# WHAT THE TASK ASKS
Output the lines of the records from the line containing "Expected: for each instance of the coolant" through the last line of the records as a JSON list of strings, one string per line, with blank lines omitted.

# PROVIDED MATERIAL
++++
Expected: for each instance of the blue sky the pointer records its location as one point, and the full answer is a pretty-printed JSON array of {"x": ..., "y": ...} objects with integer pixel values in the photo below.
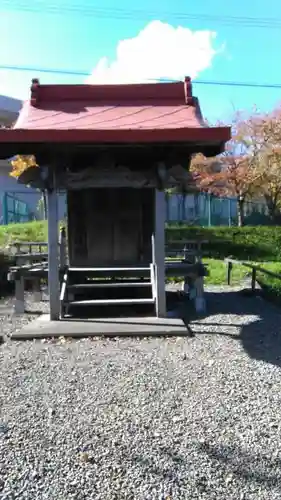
[{"x": 77, "y": 34}]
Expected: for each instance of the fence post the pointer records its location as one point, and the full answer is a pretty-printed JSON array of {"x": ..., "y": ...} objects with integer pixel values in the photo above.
[
  {"x": 209, "y": 209},
  {"x": 228, "y": 272},
  {"x": 253, "y": 280},
  {"x": 5, "y": 209}
]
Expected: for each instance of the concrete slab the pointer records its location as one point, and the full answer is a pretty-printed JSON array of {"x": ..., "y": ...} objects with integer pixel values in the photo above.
[{"x": 42, "y": 328}]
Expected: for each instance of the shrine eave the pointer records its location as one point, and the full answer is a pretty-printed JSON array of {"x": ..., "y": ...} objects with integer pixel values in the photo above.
[{"x": 31, "y": 141}]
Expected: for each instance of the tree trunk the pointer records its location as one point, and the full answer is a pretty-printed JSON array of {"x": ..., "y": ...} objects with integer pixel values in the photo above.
[
  {"x": 273, "y": 211},
  {"x": 240, "y": 211}
]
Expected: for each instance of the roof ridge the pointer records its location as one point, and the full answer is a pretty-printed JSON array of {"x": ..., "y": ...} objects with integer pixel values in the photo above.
[{"x": 175, "y": 92}]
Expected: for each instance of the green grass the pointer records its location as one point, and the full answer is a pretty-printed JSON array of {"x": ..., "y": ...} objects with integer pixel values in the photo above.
[
  {"x": 227, "y": 240},
  {"x": 29, "y": 231}
]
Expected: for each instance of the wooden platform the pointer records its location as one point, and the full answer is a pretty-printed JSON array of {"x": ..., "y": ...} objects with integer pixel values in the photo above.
[{"x": 43, "y": 328}]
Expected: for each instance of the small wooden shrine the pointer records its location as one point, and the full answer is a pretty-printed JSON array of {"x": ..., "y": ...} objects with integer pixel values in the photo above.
[{"x": 114, "y": 149}]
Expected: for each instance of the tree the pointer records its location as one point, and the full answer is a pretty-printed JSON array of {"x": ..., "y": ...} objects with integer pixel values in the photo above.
[
  {"x": 266, "y": 140},
  {"x": 233, "y": 173}
]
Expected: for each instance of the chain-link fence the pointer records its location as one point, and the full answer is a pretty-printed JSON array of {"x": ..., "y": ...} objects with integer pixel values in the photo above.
[{"x": 206, "y": 210}]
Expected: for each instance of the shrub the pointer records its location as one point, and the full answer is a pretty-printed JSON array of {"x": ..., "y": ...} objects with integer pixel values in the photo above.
[{"x": 258, "y": 243}]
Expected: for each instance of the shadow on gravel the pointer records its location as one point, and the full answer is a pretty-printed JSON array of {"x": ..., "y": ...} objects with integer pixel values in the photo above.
[
  {"x": 236, "y": 461},
  {"x": 261, "y": 338}
]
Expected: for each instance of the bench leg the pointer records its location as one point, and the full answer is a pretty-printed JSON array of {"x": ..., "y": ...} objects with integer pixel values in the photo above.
[
  {"x": 19, "y": 300},
  {"x": 200, "y": 302},
  {"x": 37, "y": 294}
]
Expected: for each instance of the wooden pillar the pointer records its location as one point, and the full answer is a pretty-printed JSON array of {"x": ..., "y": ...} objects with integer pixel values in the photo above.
[
  {"x": 53, "y": 255},
  {"x": 158, "y": 253}
]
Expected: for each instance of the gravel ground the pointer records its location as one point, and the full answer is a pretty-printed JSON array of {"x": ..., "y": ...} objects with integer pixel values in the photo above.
[{"x": 158, "y": 419}]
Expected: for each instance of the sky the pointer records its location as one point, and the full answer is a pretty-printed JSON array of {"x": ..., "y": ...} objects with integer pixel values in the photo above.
[{"x": 210, "y": 41}]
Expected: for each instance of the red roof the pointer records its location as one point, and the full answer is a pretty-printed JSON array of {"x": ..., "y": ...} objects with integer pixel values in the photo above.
[{"x": 154, "y": 113}]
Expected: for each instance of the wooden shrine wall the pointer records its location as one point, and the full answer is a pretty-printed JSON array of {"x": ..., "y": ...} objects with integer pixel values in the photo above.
[{"x": 110, "y": 226}]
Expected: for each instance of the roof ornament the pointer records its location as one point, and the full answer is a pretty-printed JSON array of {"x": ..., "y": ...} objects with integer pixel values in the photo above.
[{"x": 34, "y": 89}]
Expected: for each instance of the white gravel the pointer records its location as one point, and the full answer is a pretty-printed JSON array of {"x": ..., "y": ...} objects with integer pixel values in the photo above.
[{"x": 147, "y": 419}]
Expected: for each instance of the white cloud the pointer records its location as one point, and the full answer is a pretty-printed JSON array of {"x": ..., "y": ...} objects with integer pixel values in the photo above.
[{"x": 158, "y": 51}]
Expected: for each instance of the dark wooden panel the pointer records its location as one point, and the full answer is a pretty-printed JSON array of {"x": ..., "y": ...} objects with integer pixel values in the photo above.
[{"x": 110, "y": 226}]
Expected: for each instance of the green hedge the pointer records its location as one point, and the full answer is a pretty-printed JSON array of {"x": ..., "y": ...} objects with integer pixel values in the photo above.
[{"x": 258, "y": 243}]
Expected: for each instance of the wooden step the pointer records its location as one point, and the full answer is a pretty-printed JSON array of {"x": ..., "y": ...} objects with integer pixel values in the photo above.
[
  {"x": 109, "y": 284},
  {"x": 106, "y": 269},
  {"x": 109, "y": 302}
]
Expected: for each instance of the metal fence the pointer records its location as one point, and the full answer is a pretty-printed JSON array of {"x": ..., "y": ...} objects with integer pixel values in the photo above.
[
  {"x": 206, "y": 210},
  {"x": 15, "y": 210},
  {"x": 197, "y": 209}
]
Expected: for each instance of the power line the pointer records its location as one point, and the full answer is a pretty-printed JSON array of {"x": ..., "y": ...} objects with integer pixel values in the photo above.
[
  {"x": 37, "y": 6},
  {"x": 71, "y": 72}
]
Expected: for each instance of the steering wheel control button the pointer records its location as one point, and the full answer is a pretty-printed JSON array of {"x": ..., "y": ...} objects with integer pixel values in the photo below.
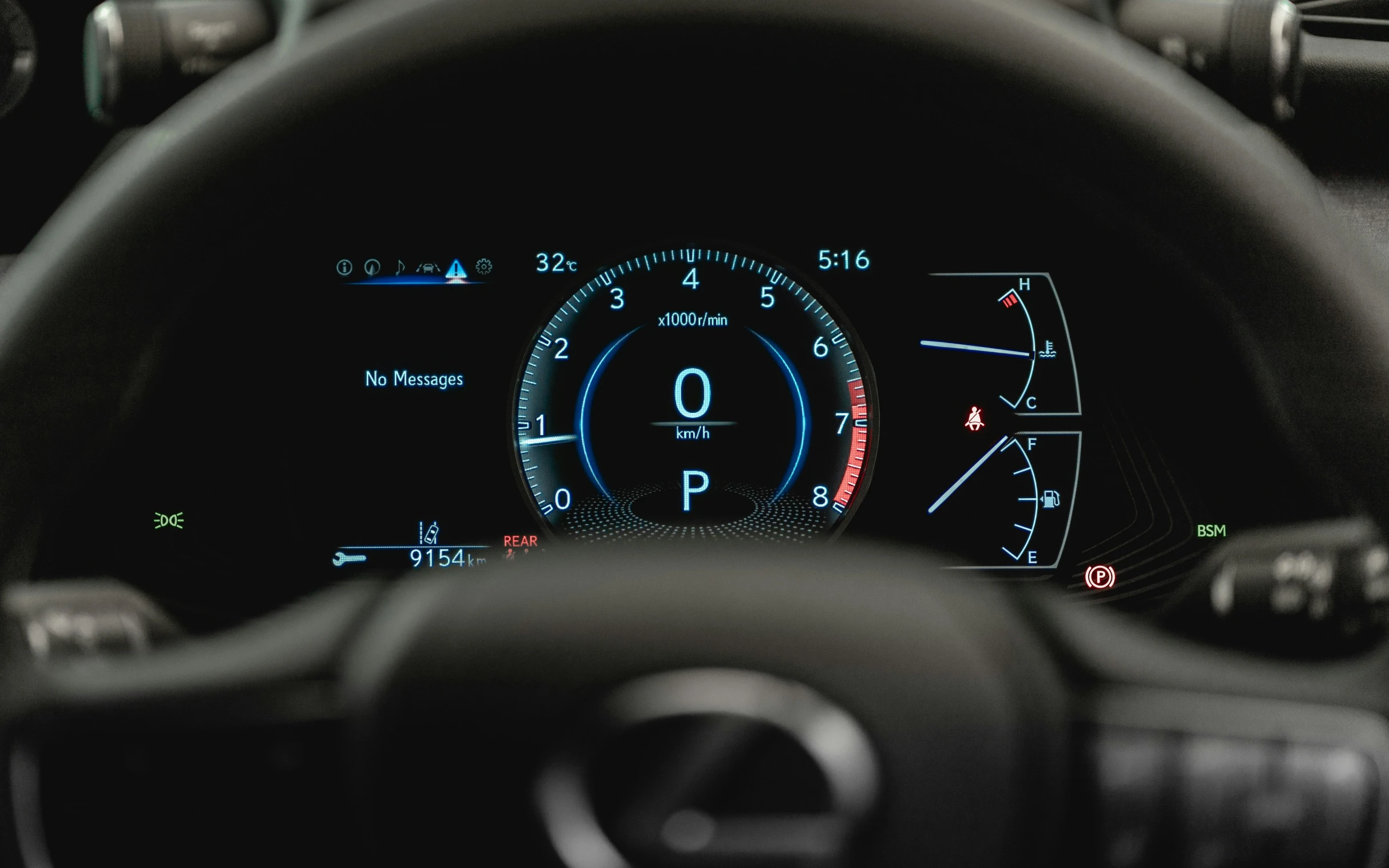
[
  {"x": 140, "y": 57},
  {"x": 1173, "y": 799},
  {"x": 86, "y": 617},
  {"x": 710, "y": 765},
  {"x": 18, "y": 54}
]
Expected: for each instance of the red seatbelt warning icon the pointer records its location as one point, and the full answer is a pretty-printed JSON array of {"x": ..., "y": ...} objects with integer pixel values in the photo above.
[{"x": 975, "y": 420}]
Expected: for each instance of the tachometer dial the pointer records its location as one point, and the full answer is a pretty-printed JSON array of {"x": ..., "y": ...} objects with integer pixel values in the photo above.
[{"x": 695, "y": 393}]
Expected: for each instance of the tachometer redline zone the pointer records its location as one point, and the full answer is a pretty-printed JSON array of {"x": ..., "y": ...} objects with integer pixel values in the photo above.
[
  {"x": 859, "y": 452},
  {"x": 695, "y": 393}
]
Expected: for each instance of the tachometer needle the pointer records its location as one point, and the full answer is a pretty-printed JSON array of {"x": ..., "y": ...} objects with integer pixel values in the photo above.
[
  {"x": 970, "y": 348},
  {"x": 967, "y": 474},
  {"x": 552, "y": 439}
]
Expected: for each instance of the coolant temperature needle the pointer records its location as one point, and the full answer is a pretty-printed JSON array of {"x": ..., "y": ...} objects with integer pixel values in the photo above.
[
  {"x": 967, "y": 474},
  {"x": 970, "y": 348}
]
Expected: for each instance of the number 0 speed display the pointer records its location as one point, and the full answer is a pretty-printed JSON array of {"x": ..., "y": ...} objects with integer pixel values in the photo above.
[{"x": 695, "y": 393}]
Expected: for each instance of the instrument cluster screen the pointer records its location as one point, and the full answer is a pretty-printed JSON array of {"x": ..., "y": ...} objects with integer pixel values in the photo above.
[
  {"x": 702, "y": 392},
  {"x": 384, "y": 407}
]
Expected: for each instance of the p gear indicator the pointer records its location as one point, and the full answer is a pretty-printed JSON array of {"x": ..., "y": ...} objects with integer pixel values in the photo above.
[{"x": 695, "y": 393}]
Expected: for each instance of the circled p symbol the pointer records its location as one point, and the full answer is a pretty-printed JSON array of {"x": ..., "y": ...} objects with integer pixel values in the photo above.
[{"x": 1099, "y": 577}]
++++
# WRITTEN ANSWER
[
  "Expected: for each instance of the coolant temperature needle the pointer records its location as one point, and the full answer is a pretty-printed JSON array of {\"x\": ..., \"y\": ...} objects with integer pixel values in the photo above.",
  "[",
  "  {\"x\": 967, \"y\": 474},",
  "  {\"x\": 970, \"y\": 348}",
  "]",
  "Expected: for each instance of the number 0 speed display the pointer records its location as one point, and the full answer is a pretty-printed JSON array of {\"x\": ..., \"y\": ...} objects with integer pixel values in the photo above.",
  "[{\"x\": 695, \"y\": 393}]",
  "Expected: for each instance of the instrument cluster screen the pointer records its location as one point, and the full answer is a pretty-printed JSON array of {\"x\": ..., \"y\": ...} objects with integer pixel values in the photo above.",
  "[",
  "  {\"x\": 702, \"y\": 392},",
  "  {\"x\": 384, \"y\": 407}",
  "]",
  "Expected: for each instance of the p gear indicator the pointer records its location as one point, and the full answer is a pretty-printed JSON array of {\"x\": ..., \"y\": ...} objects with integer pixel values in the photo above.",
  "[{\"x\": 695, \"y\": 393}]",
  "Expected: for each instance of the circled p symbol the pointer records its location as one point, and the full answer is a pretty-printed JSON array of {\"x\": ..., \"y\": ...} objects with integer pixel values in the photo above.",
  "[{\"x\": 1099, \"y\": 577}]"
]